● **Records provided**
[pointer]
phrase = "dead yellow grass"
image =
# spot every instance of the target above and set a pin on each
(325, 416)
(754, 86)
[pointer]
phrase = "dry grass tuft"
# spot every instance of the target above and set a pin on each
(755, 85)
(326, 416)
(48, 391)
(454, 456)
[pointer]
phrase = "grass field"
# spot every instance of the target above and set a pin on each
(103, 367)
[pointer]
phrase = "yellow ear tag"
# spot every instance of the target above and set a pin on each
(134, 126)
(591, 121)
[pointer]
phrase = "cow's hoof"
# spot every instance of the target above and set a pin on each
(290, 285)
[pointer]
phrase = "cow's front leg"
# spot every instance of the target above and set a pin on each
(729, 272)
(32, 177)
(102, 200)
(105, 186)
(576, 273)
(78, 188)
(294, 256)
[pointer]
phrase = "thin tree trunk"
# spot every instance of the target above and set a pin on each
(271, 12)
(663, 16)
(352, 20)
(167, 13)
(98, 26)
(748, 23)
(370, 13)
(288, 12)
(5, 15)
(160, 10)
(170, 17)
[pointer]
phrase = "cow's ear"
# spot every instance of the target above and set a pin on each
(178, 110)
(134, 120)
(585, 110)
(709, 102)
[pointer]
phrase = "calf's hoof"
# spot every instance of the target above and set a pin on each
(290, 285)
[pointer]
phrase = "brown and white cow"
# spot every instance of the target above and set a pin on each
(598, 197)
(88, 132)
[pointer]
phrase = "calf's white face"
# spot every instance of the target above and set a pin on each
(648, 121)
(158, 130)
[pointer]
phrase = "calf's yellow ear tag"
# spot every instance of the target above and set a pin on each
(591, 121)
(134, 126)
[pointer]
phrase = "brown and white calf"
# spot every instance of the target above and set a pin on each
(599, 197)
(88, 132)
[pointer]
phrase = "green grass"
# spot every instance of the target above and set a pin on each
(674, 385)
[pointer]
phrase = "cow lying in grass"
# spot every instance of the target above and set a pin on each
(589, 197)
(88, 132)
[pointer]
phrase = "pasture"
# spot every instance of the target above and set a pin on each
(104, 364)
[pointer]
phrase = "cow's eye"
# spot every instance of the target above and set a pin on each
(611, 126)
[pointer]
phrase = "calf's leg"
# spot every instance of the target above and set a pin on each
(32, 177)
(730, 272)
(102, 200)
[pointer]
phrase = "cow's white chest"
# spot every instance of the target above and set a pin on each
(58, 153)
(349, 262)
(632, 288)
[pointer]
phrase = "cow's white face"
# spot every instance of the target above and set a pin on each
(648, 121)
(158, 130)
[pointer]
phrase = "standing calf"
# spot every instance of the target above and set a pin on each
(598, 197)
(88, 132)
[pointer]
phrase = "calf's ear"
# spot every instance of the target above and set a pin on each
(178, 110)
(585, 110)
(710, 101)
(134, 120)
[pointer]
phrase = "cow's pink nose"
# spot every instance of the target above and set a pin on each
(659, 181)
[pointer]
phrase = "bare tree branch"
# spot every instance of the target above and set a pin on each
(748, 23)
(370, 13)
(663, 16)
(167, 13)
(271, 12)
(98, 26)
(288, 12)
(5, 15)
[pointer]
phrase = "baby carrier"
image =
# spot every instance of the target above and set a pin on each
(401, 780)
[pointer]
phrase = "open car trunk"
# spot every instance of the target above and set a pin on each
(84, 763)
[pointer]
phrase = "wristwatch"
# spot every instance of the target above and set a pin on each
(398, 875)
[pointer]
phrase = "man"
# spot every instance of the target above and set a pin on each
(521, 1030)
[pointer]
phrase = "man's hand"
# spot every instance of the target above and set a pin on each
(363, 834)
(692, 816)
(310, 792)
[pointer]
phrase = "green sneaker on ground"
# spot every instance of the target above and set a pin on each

● **Your instructions**
Identify every line in the entries above that contains the string "calf" and copy each such line. Matching is case-sensitive.

● **Answer to this problem**
phrase = "calf's hoof"
phrase = "calf's white face"
phrase = "calf's yellow ear tag"
phrase = "brown and white calf"
phrase = "calf's leg"
phrase = "standing calf"
phrase = "calf's ear"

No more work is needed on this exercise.